» REQUIRED ACTION:
Would you repeat every line below exactly, please?

********

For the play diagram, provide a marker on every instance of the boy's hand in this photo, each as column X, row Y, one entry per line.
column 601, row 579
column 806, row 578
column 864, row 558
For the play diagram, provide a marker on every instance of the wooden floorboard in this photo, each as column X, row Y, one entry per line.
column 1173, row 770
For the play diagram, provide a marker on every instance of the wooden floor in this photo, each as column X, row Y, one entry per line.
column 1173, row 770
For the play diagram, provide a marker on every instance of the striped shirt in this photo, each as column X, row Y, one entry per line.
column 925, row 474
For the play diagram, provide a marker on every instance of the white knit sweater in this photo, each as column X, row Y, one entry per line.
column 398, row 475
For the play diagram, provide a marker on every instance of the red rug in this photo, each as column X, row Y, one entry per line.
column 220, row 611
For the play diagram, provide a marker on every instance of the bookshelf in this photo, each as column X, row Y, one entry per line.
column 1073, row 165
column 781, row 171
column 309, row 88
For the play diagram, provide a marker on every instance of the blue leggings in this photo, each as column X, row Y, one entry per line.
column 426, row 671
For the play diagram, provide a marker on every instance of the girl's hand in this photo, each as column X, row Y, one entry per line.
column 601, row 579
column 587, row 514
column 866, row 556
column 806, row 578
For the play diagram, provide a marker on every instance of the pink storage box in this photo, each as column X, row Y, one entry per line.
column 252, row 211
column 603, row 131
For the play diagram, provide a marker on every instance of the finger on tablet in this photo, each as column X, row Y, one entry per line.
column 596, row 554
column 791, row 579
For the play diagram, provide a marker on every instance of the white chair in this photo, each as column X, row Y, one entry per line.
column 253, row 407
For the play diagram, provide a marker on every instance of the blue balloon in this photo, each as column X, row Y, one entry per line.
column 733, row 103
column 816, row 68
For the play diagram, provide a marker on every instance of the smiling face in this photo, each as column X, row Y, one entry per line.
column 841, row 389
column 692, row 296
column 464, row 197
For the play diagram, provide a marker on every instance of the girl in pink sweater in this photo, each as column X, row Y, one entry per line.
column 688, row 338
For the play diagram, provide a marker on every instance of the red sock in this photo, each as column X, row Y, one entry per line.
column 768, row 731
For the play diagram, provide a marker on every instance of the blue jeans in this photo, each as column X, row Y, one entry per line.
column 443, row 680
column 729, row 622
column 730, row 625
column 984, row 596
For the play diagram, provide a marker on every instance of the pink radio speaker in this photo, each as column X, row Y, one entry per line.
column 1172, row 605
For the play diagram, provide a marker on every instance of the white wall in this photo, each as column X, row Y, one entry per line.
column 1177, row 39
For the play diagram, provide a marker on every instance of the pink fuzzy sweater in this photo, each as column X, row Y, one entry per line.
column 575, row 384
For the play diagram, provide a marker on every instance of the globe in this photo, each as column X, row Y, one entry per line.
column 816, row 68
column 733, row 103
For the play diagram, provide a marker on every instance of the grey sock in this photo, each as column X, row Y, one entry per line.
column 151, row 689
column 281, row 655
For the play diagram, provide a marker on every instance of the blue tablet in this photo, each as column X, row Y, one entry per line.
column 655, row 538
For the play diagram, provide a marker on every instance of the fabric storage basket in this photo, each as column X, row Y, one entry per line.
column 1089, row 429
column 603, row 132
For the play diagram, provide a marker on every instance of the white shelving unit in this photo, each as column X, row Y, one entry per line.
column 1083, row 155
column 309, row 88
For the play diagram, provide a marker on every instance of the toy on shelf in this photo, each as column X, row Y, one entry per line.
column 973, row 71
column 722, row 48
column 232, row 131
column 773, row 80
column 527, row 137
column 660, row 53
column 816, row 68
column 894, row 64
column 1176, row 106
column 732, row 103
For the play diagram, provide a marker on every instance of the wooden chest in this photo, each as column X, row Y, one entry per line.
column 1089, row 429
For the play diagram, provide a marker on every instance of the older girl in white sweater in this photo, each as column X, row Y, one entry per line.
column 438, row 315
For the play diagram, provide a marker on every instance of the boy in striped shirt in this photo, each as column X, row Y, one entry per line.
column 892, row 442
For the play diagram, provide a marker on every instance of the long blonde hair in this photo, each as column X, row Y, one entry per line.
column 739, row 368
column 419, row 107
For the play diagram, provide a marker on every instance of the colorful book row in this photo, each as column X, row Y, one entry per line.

********

» SOLUTION TO THIS EXERCISE:
For the play diagram, provide a marker on every instance of the boy's hand in this photo, each as column X, row Y, one entry per line.
column 601, row 579
column 806, row 578
column 864, row 558
For the play diagram, provide a marker on every instance of the wooden floorboard in this photo, each as column X, row Y, one entry per line.
column 1173, row 770
For the play diagram, provide a marker on every instance of the wooden floor in this photo, each as column X, row Y, one entry per line.
column 1173, row 770
For the play diagram, provide a marker on every instance of the striped shirt in this photo, each as column X, row Y, one entry per line.
column 925, row 474
For the play diagram, provide a marker on every instance of the white knit sweater in this photo, each as column X, row Y, one entry per line.
column 398, row 475
For the play diagram, provide a marker on every instance of the red rug in this photo, each as column X, row Y, one entry per line.
column 220, row 611
For the play diagram, provide a marker on every instance of the bookshelf in this photo, each as column X, row Y, one entry per line.
column 1073, row 165
column 781, row 171
column 309, row 88
For the play diagram, provide a marker on every instance of the blue leggings in this photo, each as column X, row Y, one entry per line.
column 426, row 671
For the play diagram, provide a marker on every instance of the girl's hand in this photo, each as column X, row Y, one entry per line.
column 601, row 579
column 587, row 514
column 866, row 556
column 806, row 578
For the play diagram, provide a marker on every instance of the pink storage box in this photo, each as column X, row Y, one entry per line.
column 252, row 211
column 603, row 131
For the play diagram, provide a marker on every instance of the finger on tablet in this photo, each as column X, row Y, one entry per line.
column 596, row 554
column 791, row 579
For the play diagram, provide a marker on every instance of the white chair in this photo, each as column X, row Y, one entry per line.
column 253, row 407
For the play diagram, provide a marker on every instance of the blue balloon in this photo, each as column X, row Y, one entry per line.
column 733, row 103
column 816, row 68
For the play diagram, provide a marker on every instance of the smiling face in this photo, each as column X, row Y, one entry per line.
column 841, row 389
column 692, row 296
column 464, row 197
For the play diagram, provide a marker on every instance of the girl in pink sweater in this photo, each as column X, row Y, one entry per line.
column 688, row 338
For the play diagram, provide a marker on every instance of the red sock in this photo, each as column X, row Y, one entry per line.
column 768, row 731
For the play diagram, provide a marker on every instance of the blue jeans in this photo, each as column X, row Y, one entry per line.
column 443, row 680
column 729, row 622
column 730, row 625
column 984, row 596
For the play diagram, provide a marker on every instance of the pink radio speaker in this photo, each as column X, row Y, one entry per line.
column 1172, row 605
For the play diagram, provide a marker on every instance of the white wall in this photo, each as column X, row Y, one entry per line.
column 1177, row 39
For the play diagram, provide a marker on every instance of the pink fuzzy sweater in this photo, each as column X, row Y, one entry per line.
column 575, row 384
For the play diagram, provide a marker on every instance of the globe in this photo, each as column X, row Y, one entry per line.
column 816, row 68
column 733, row 103
For the play diagram, provide a marker on every instance of the grey sock in this photo, each as column X, row Y, one entry per line.
column 151, row 689
column 281, row 655
For the play diagram, provide a marker on every instance of the blue tablet in this photo, each as column X, row Y, one entry per line.
column 655, row 538
For the play diagram, provide a marker on every instance of the fabric storage basket in this photo, each as column X, row Y, one entry per line.
column 1089, row 429
column 603, row 132
For the play diagram, provide a marker on every instance of the white shelving unit in this photo, each as column X, row Y, one entry per line.
column 1083, row 155
column 309, row 88
For the play diagram, provide a marker on every instance of the toy on shelf in this photo, each as column X, row Y, one entry per line.
column 973, row 71
column 722, row 48
column 232, row 131
column 773, row 80
column 527, row 137
column 660, row 53
column 816, row 68
column 894, row 64
column 1176, row 106
column 732, row 103
For the play diagram, provide a marker on every instance of the wooden chest in this photo, each as column X, row Y, one entry per line.
column 1089, row 429
For the play diagram, provide a marker on every instance of the older girl in white sweater in this photo, each as column X, row Y, one entry per line.
column 438, row 315
For the play diagram, provide a marker on every instance of the boy in striped shirt in this photo, each as column X, row Y, one entry per line.
column 892, row 442
For the play diagram, provide a marker on every instance of the long blonde hair in this photo, each as column X, row Y, one entry per line.
column 739, row 368
column 419, row 107
For the play diagram, provide a marker on every instance of the colorful book row in this photo, each as column X, row Y, one entry per line.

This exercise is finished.